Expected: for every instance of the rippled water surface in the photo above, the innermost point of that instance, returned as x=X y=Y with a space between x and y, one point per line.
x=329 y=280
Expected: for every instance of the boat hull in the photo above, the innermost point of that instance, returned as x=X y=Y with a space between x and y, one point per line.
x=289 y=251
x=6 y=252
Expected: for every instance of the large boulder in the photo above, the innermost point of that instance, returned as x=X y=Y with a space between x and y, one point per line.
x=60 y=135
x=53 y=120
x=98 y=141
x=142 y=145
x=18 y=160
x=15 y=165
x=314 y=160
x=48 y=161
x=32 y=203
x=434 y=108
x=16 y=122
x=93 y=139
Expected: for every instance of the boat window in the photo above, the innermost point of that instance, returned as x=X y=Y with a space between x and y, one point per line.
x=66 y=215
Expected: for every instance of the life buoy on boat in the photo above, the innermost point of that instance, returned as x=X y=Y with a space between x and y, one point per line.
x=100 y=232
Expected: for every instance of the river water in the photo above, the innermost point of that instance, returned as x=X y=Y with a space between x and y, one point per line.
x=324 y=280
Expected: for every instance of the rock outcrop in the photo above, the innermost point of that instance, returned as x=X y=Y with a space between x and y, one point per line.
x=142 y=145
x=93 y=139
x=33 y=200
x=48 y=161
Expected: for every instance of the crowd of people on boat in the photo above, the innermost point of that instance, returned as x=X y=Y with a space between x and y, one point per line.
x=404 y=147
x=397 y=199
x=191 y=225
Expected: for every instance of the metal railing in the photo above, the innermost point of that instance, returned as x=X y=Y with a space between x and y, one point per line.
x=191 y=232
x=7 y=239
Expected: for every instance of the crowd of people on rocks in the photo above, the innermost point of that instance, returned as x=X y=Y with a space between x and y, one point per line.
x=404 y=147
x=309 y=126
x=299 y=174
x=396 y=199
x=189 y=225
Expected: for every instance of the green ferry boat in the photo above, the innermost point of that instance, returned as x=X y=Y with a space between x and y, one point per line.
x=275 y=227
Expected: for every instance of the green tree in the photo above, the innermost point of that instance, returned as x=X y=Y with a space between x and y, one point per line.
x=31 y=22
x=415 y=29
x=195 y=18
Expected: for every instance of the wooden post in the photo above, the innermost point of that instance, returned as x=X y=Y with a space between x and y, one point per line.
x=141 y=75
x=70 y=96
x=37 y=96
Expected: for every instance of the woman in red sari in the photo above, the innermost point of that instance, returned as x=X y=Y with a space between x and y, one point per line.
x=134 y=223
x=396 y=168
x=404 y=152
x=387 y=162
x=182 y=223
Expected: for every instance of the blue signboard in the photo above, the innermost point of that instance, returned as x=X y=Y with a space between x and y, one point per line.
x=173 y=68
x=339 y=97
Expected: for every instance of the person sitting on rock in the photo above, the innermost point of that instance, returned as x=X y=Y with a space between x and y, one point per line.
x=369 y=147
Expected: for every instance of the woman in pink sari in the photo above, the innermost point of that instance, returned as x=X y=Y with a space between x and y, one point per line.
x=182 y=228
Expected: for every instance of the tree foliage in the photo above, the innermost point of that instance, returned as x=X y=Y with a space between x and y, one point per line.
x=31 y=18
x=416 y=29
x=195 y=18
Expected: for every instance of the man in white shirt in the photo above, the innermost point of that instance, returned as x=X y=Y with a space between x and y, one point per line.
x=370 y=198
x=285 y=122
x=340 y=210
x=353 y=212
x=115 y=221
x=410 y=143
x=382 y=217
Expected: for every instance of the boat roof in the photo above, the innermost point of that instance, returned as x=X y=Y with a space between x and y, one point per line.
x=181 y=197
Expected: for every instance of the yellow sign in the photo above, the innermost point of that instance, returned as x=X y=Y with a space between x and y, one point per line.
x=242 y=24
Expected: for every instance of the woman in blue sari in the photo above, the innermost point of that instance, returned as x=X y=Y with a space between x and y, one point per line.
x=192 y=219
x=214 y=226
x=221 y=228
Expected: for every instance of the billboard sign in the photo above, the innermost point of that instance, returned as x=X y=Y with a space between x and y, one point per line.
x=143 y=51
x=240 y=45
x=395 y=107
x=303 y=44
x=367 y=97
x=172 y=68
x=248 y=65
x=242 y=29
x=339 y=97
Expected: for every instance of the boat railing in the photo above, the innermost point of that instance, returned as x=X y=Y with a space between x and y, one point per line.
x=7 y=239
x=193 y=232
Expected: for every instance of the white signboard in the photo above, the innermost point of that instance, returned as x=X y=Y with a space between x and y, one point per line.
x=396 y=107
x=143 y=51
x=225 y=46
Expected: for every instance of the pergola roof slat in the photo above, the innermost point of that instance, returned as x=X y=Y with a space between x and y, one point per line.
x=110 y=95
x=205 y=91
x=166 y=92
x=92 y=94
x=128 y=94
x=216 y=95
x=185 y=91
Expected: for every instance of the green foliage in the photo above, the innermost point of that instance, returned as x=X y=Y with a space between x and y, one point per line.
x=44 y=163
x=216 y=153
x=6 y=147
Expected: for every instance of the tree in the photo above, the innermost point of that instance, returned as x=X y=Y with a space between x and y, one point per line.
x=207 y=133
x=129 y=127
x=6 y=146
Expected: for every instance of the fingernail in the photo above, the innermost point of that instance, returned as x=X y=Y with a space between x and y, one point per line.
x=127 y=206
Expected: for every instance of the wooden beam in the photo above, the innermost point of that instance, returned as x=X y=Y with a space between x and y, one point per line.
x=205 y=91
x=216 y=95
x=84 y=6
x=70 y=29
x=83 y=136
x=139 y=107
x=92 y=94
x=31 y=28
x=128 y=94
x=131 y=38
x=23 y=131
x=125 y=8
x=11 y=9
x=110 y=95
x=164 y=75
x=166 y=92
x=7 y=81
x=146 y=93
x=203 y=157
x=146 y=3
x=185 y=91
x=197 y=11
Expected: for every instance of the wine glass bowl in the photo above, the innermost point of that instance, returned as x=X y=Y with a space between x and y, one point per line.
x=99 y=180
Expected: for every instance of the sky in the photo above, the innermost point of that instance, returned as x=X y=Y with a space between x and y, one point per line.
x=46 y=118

_____

Write the data from above out again, exactly.

# [SOLUTION TO THE PROBLEM]
Expected: for every instance of the rippled water surface in the photo above, the innermost point of that instance, returned as x=X y=Y with a space between x and y, one point per line.
x=329 y=280
Expected: for every instance of the boat hull in the photo above, the innermost point of that instance, returned as x=X y=Y with a space between x and y, one point per line.
x=289 y=251
x=6 y=252
Expected: for every instance of the large boulder in the photo above, the innermost point of that instance, returned as x=X y=Y with a space between x and y, one point per line.
x=60 y=135
x=53 y=120
x=98 y=141
x=142 y=145
x=18 y=160
x=15 y=165
x=314 y=160
x=48 y=161
x=32 y=203
x=434 y=108
x=16 y=122
x=93 y=139
Expected: for every instance of the boat window in the photo above, the innermost point of that instance, returned as x=X y=Y with a space between x and y, one point per line.
x=66 y=215
Expected: for every instance of the life buoy on boat in the photo above, the innermost point of that instance, returned as x=X y=Y with a space between x and y, one point per line.
x=100 y=232
Expected: for every instance of the river water in the photo above, the innermost point of that instance, returned as x=X y=Y with a space between x and y, one point per line.
x=324 y=280
Expected: for every instance of the rock outcrop in the photo above, the innermost point of that instance, returned as x=X y=Y with a space between x and y, one point per line.
x=142 y=145
x=93 y=139
x=33 y=200
x=48 y=161
Expected: for every instance of the crowd of people on boat in the photo above, the innermost point of that instance, returned as x=X y=Y with a space between x and y, one point per line.
x=404 y=147
x=397 y=199
x=191 y=225
Expected: for every instance of the metal railing in the photo above, the innermost point of that instance, returned as x=X y=Y with a space between x and y, one point per line.
x=191 y=232
x=7 y=239
Expected: for every instance of the crowd of people on rocks in the photo above, the innermost point of that instance, returned as x=X y=Y with a space between x and y, one point per line.
x=404 y=147
x=309 y=126
x=299 y=174
x=396 y=199
x=189 y=225
Expected: for every instance of the green ferry boat in the photo above, the innermost point of that instance, returned as x=X y=Y with a space between x and y, one point per line.
x=275 y=227
Expected: for every instance of the green tree in the photo above, the innermost point of that instance, returned as x=X y=Y with a space between x and y, one point per line.
x=31 y=22
x=415 y=29
x=195 y=18
Expected: for every instance of the wooden post in the photo above, the innermost point of that instance, returned as x=X y=Y with a space between x and y, one point per line.
x=141 y=75
x=70 y=96
x=37 y=96
Expected: for every instance of the woman in red sari in the photo above, the innermost point of that instance, returned as x=X y=Y with a space between x and y, one point per line.
x=134 y=223
x=396 y=168
x=404 y=152
x=387 y=162
x=182 y=223
Expected: for every instance of the blue signboard in the photo above, the innermost point of that instance, returned as x=X y=Y with a space between x and y, one point per line.
x=173 y=68
x=339 y=97
Expected: for every instance of the person sitting on rock in the photo above, the innermost point of that instance, returned as x=X y=Y with a space between x and y, one point per line.
x=369 y=147
Expected: for every instance of the woman in pink sari in the photo above, the innermost point of that instance, returned as x=X y=Y with a space between x and y, one point per line.
x=182 y=228
Expected: for every instance of the tree foliage in the photo above, the innermost point of that instance, returned as x=X y=Y with a space between x and y, one point per line.
x=31 y=18
x=416 y=29
x=195 y=18
Expected: for every instance of the man in white shirt in the photo above, the innermost point of that instance, returned as x=X y=Y with a space between x and y, one point per line.
x=370 y=198
x=285 y=122
x=340 y=210
x=353 y=212
x=115 y=221
x=410 y=143
x=382 y=217
Expected: for every instance of the boat roof in the photo above, the innermost point of that instance, returned as x=X y=Y with a space between x and y, one point per line.
x=181 y=197
Expected: for every instance of the yellow sign in the photo above, the innermost point of that instance, returned as x=X y=Y with a space between x and y, one point per line.
x=242 y=24
Expected: for every instance of the woman in blue sari in the photo above, the innermost point of that instance, returned as x=X y=Y with a space between x and y, one point per line.
x=192 y=219
x=214 y=226
x=221 y=228
Expected: for every instance of the billboard sign in the photo above, the innermost point of that instance, returned as x=X y=Y with a space between x and y, one point per line.
x=143 y=51
x=240 y=45
x=395 y=107
x=303 y=44
x=367 y=97
x=172 y=68
x=248 y=65
x=242 y=29
x=339 y=97
Expected: for every instance of the boat railing in the photo above, the innermost point of that instance, returned as x=X y=Y with a space between x and y, one point per line.
x=7 y=239
x=193 y=232
Expected: for every instance of the white signboard in the photo above, the innermost point of that instance, returned as x=X y=Y with a space between x and y, one point per line.
x=396 y=107
x=143 y=51
x=225 y=46
Expected: for every instance of the pergola roof slat in the photo above, the innermost point of that instance, returned as x=X y=Y with a space between x and y, one point per line.
x=110 y=95
x=205 y=91
x=166 y=92
x=92 y=94
x=128 y=94
x=216 y=95
x=185 y=91
Expected: for every instance of the green foliage in the photo above, the innermost point of that instance, returned as x=X y=Y with a space between x and y, one point per line.
x=44 y=163
x=216 y=153
x=6 y=147
Expected: for every instance of the tree in the photo above, the innermost point of that instance, returned as x=X y=Y with a space between x and y, one point per line.
x=207 y=133
x=129 y=127
x=6 y=146
Expected: for every instance of the fingernail in the photo above, the innermost point of that instance, returned as x=X y=Y with a space between x and y, one point per line.
x=127 y=206
Expected: for every instance of the wooden beam in the photo above, the innermost point of that instance, returned as x=X y=Y with a space between x and y, one point per line.
x=205 y=91
x=216 y=95
x=84 y=6
x=70 y=29
x=83 y=136
x=139 y=107
x=92 y=94
x=31 y=28
x=128 y=94
x=131 y=38
x=23 y=131
x=125 y=8
x=11 y=9
x=110 y=95
x=164 y=75
x=166 y=92
x=7 y=81
x=146 y=93
x=203 y=157
x=146 y=3
x=185 y=91
x=197 y=11
Expected: for every instance of the wine glass bowl in the photo above, the innermost point of that instance, returned as x=X y=Y with a space between x and y, one point per line.
x=99 y=180
Expected: for every instance of the sky in the photo above, the innermost point of that instance, returned as x=X y=Y with a space between x and y, one point per line.
x=46 y=118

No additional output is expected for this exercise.